===== EXTRAIT DU DOCUMENT

L’origine de cette pollution ? " L’écoulement d’une fosse dans une rétention lié à un aléa d’exploitation". Autant dire qu’EDF ne donne aucun détail, aucune explication. On ne sait ni à quand remonte l’incident, ni ce qu’il s’est passé, quelles substances en quelles quantités ont été déversées, ni pourquoi il n’a pas été détecté.
EDF annonce poursuivre ses investigations sur l’origine de la pollution radioactive et sa surveillance des eaux souterraines jusqu’à mi février. L’industriel a déclaré les faits significatifs pour l’environnement aux autorités le 14 janvier 2023.
Dans son avis d’incident publié le 10 février 2023, l’ASN précise que l’origine de la pollution radioactive a été identifiée. Ce serait le " débordement, le 10 novembre 2022, de l’un des puisards recueillant les eaux pluviales et des effluents collectés en rétention, une partie des effluents ayant alors atteint le réseau de tuyauteries en béton". Des tuyauteries qui ne sont pas étanches et n’ont pas confiné les effluents radioactifs, qui se sont donc infiltrés dans les sols jusqu’à atteindre la nappe d’eau souterraines, où du tritium a été détecté mi décembre par EDF.
La date de l’incident et sa détection plus d’un mois après pointe clairement que la surveillance de l’environnement exercée par EDF n’est pas adaptée. Ni assez fréquente ni assez poussée pour éviter les atteintes de l’environnement et en limiter les conséquences si elles se produisent.
Par ailleurs, le manque de surveillance de l’état des installations semble aussi clairement être en cause. Que personne n’ait remarqué, ou pensé à aller vérifier, ce débordement pose très sérieusement question. Qu’il y ait des effluents radioactifs dans une rétention susceptible de recueillir de l’eau de pluie aussi. Que la rétention soit remplie à raz bord sans que rien ne soit fait pour éviter son débordement également.
Enfin, le plus grave peut-être, EDF est incapable d’estimer la quantité de radioactivité qu’il a déversé dans la nature. Sols et eaux sont contaminés en raison de la mauvaise gestion de l’installation nucléaire, mais le responsable ne peut ni dire qu’est-ce qui a été rejeté (excepté le tritium détecté dans l’eau), ni en quelle concentration. Une preuve de plus, si besoin était, que pour EDF la protection de l’environnement n’est pas la priorité.

==========
===== DONNÉES FOURNIES

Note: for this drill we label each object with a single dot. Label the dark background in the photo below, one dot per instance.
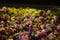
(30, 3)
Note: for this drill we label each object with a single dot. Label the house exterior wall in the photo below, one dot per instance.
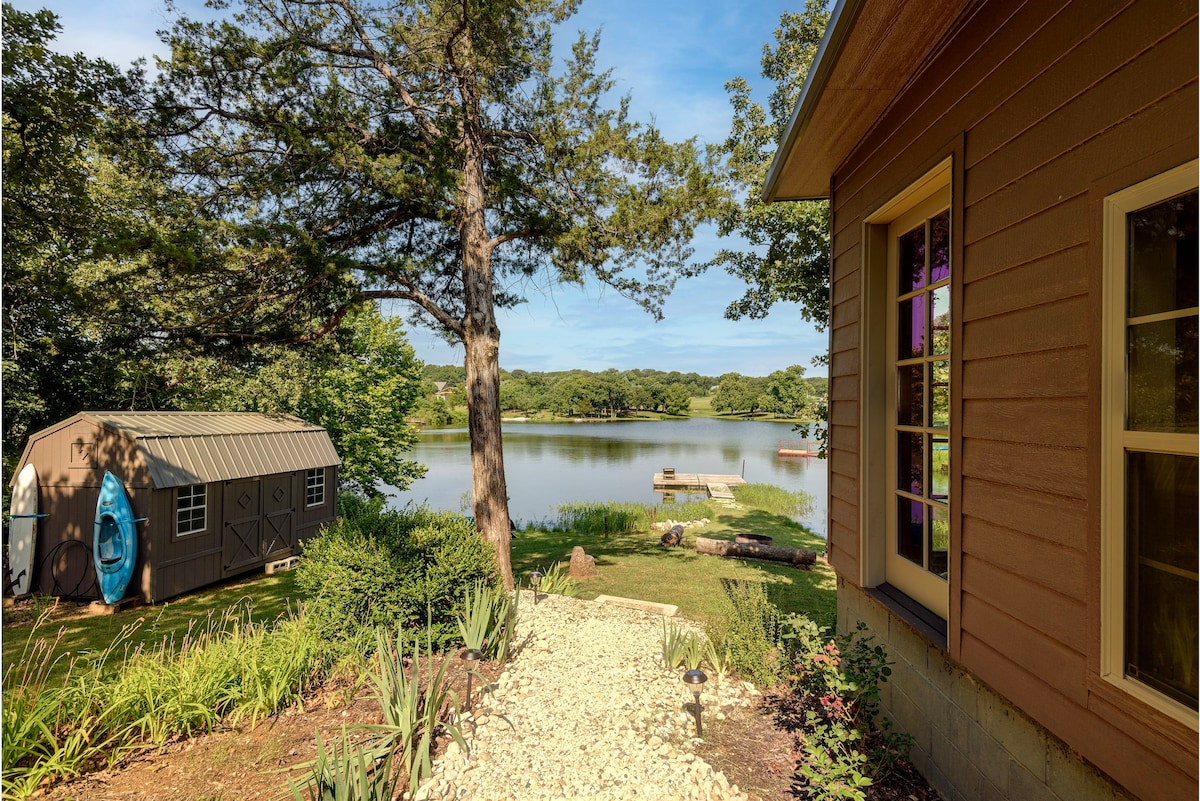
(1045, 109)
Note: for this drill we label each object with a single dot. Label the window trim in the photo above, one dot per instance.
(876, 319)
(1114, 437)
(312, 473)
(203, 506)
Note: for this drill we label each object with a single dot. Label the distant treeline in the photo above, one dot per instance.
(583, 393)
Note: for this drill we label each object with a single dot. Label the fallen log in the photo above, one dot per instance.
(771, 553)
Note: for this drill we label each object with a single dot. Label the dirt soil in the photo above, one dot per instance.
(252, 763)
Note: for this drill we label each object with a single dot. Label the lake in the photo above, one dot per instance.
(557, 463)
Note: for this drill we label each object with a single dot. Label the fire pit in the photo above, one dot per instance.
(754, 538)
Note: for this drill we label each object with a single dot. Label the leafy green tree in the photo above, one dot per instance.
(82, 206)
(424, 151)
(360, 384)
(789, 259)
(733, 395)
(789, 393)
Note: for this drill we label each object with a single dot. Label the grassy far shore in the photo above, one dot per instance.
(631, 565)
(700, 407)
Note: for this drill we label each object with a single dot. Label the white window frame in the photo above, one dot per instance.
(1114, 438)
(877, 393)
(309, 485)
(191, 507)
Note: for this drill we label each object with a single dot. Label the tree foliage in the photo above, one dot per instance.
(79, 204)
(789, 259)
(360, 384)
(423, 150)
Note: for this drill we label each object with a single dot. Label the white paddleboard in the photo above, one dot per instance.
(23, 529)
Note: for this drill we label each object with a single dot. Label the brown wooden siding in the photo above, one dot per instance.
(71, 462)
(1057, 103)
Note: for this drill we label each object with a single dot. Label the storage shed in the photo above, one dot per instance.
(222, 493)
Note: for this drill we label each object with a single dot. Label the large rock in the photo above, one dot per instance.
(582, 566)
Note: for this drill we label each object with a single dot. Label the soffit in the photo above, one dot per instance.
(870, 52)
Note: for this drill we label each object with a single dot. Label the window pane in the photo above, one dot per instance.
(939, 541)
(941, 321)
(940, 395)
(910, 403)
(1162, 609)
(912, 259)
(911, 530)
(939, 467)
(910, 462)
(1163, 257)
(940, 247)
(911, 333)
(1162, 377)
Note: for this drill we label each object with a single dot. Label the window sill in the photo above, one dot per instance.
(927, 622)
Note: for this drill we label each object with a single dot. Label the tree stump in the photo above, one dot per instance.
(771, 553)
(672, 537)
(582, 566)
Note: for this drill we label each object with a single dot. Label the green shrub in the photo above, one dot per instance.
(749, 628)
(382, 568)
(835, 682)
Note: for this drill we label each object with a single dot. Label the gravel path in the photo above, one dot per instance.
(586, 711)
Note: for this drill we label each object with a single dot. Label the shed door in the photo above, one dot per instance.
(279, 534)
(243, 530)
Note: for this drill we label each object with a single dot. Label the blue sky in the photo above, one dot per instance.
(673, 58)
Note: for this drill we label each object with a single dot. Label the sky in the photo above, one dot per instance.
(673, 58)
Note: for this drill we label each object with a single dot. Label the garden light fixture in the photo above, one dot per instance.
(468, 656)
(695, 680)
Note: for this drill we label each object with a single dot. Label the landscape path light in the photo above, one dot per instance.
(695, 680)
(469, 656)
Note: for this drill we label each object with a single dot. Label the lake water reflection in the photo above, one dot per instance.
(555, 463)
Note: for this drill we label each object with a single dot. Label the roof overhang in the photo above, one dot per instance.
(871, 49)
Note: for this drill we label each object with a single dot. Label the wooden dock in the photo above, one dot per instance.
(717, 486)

==========

TÂCHES À EFFECTUER:
(A) Relevez, dans l'ordre où elles figurent, toutes les dates complètes (jour, mois et année) de l'extrait sur la pollution radioactive.
(B) D'après l'extrait sur la pollution radioactive, quelle substance EDF a-t-il détectée dans la nappe d'eau souterraine à la mi-décembre ?
(C) Poursuivez la rédaction de l'extrait sur la pollution radioactive à partir de sa dernière phrase.
Les entrées ont une origine distincte de celle de l'extrait.

LES RÉPONSES:
(A) 14 janvier 2023, 10 février 2023, 10 novembre 2022

(B) Du tritium.

(C)
L.B.
Informations réglementaires
Publié le 19/01/2023
Evénement environnement
Le CNPE du Bugey dispose d’un réseau de plus de 70 puits de contrôle appelés piézomètres, qui surveillent les eaux souterraines situées sous la centrale.
Le 15 décembre 2022, le laboratoire environnement de la centrale identifie une augmentation de l’activité en tritium au niveau de l’un des puits de contrôles.
Les valeurs identifiées au cours des contrôles réalisés les 7 et 12 décembre 2022 sont respectivement de 535Bq/L et de de 618 Bq/L, une valeur supérieure au seuil de 100 Bq/L, pour lequel des investigations doivent être lancées afin d’en déterminer l’origine.
La fréquence de surveillance des prélèvements dans ce piézomètre a été augmentée, et a permis d’afficher une baisse quotidienne et régulière des valeurs pour atteindre 73 Bq/L le 6 janvier 2023. Cette surveillance renforcée restera en vigueur jusqu’en février 2023.
Des analyses complémentaires réalisées sur les prélèvements permettent d’affirmer qu’aucun autre radioélément artificiel n’est présent.
Aucune atteinte du seuil de 100Bq/L de l’activité en tritium n’est observée dans les autres piézomètres, et notamment ceux situés en bordure du site.
Les eaux souterraines présentes aux environs du piézomètre ne font l’objet d’aucun usage direct, ni pour la production d’eau potable, ni pour les besoins agricoles ou d’élevage.
Les premières investigations lancées pour déterminer l’origine de cette élévation ponctuelle indiquent que l’écoulement d’une fosse dans une rétention lié à un aléa d’exploitation en serait à l’origine. Ces investigations se poursuivent.
Cet événement n’a pas eu d’impact sur l’environnement, ni d’impact sanitaire sur les populations, la présence de tritium dans les eaux souterraines étant restée localisée à l’intérieur du site.
Cet événement a toutefois été déclaré le 14 janvier 2023 comme un événement significatif pour l’environnement de niveau 0 sur l’échelle INES, après échange avec l’Autorité de sûreté nucléaire.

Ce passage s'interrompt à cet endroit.